Beginning with the line containing "of the blue" and ending with the last line of the records, set down every line exactly.

[start]

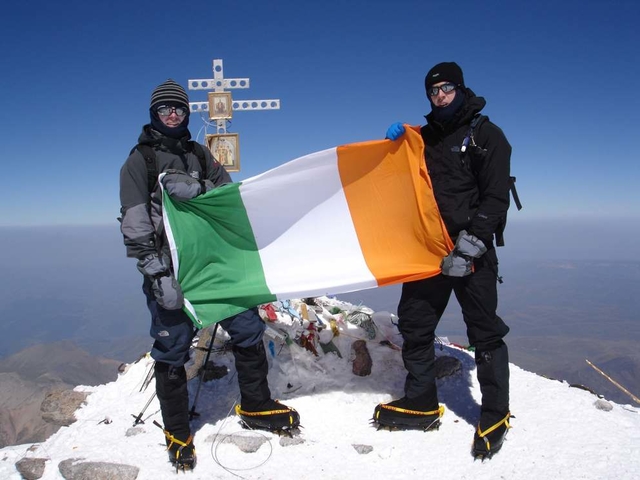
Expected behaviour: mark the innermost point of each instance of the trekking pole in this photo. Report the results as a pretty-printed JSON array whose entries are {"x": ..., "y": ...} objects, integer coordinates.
[
  {"x": 636, "y": 399},
  {"x": 192, "y": 412},
  {"x": 139, "y": 416}
]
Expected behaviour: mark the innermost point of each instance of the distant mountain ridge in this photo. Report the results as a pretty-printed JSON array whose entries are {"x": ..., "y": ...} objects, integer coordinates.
[{"x": 27, "y": 376}]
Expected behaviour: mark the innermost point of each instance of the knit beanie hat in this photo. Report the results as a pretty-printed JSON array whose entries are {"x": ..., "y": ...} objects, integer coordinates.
[
  {"x": 169, "y": 93},
  {"x": 444, "y": 72}
]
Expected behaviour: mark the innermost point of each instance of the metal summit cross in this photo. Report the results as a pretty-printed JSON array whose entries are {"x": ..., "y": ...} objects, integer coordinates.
[{"x": 220, "y": 107}]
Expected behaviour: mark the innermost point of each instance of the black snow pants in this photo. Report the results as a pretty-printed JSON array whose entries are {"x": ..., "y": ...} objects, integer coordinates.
[{"x": 421, "y": 306}]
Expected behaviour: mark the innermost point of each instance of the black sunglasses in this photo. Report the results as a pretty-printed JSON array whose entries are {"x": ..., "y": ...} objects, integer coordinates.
[
  {"x": 165, "y": 111},
  {"x": 446, "y": 88}
]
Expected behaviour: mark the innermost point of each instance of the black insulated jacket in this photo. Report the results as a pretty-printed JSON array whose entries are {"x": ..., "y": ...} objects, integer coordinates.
[{"x": 471, "y": 188}]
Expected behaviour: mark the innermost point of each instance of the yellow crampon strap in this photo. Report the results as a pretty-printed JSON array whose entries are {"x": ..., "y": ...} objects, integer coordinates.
[
  {"x": 484, "y": 434},
  {"x": 182, "y": 444},
  {"x": 439, "y": 411},
  {"x": 239, "y": 411}
]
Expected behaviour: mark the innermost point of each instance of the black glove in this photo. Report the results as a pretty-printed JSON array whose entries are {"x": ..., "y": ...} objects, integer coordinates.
[
  {"x": 152, "y": 266},
  {"x": 163, "y": 284},
  {"x": 459, "y": 262}
]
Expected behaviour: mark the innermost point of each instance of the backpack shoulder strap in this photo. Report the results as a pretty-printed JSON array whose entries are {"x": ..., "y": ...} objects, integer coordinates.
[
  {"x": 469, "y": 137},
  {"x": 149, "y": 155},
  {"x": 197, "y": 149}
]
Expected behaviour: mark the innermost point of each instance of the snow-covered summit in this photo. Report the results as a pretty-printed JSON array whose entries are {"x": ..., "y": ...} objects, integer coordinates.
[{"x": 557, "y": 431}]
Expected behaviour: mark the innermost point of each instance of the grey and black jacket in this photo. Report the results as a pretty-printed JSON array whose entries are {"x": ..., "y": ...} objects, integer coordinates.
[
  {"x": 472, "y": 188},
  {"x": 141, "y": 209}
]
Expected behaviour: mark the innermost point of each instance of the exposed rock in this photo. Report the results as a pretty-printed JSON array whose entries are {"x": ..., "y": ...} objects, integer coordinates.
[
  {"x": 76, "y": 469},
  {"x": 447, "y": 366},
  {"x": 31, "y": 468},
  {"x": 362, "y": 363},
  {"x": 362, "y": 449},
  {"x": 59, "y": 407},
  {"x": 603, "y": 405}
]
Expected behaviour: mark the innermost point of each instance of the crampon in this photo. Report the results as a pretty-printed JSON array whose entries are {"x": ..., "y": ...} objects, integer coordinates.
[
  {"x": 488, "y": 442},
  {"x": 182, "y": 454},
  {"x": 392, "y": 417},
  {"x": 278, "y": 419}
]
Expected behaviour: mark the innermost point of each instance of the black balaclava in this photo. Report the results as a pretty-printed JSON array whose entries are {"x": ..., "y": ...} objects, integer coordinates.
[
  {"x": 446, "y": 72},
  {"x": 170, "y": 94}
]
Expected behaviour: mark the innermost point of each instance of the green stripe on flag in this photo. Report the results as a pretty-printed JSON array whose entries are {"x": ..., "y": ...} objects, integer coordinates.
[{"x": 219, "y": 269}]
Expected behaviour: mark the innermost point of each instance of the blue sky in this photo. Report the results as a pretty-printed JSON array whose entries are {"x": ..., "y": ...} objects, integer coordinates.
[{"x": 560, "y": 78}]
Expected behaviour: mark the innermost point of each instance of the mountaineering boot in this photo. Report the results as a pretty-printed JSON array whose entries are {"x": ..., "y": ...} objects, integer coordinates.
[
  {"x": 182, "y": 453},
  {"x": 171, "y": 388},
  {"x": 257, "y": 409},
  {"x": 489, "y": 435},
  {"x": 408, "y": 414},
  {"x": 493, "y": 377}
]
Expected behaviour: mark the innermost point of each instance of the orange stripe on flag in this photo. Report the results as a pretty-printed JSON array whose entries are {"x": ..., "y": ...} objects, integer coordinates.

[end]

Solution >>
Expected behaviour: mark the innermost point of each instance of the blue sky in this photo. Report the results as a pretty-printed JSON array whose entries are {"x": ..., "y": ...} objects, integer coordinates.
[{"x": 560, "y": 78}]
Expected behaviour: mark the innermost point of each instance of the mountaineering boot in this photo. Report the results as a pretty-printed JSON array whose entries are {"x": ..., "y": ...} objects, integer coordinates.
[
  {"x": 182, "y": 453},
  {"x": 171, "y": 388},
  {"x": 257, "y": 409},
  {"x": 489, "y": 435},
  {"x": 408, "y": 414},
  {"x": 493, "y": 377}
]
Expected behaviour: mark the innermost point of each instance of the orange stripe on flag in this photo. Report the results as a pretty-printed JSON array whose entries are {"x": ..., "y": ...} objects, integer coordinates.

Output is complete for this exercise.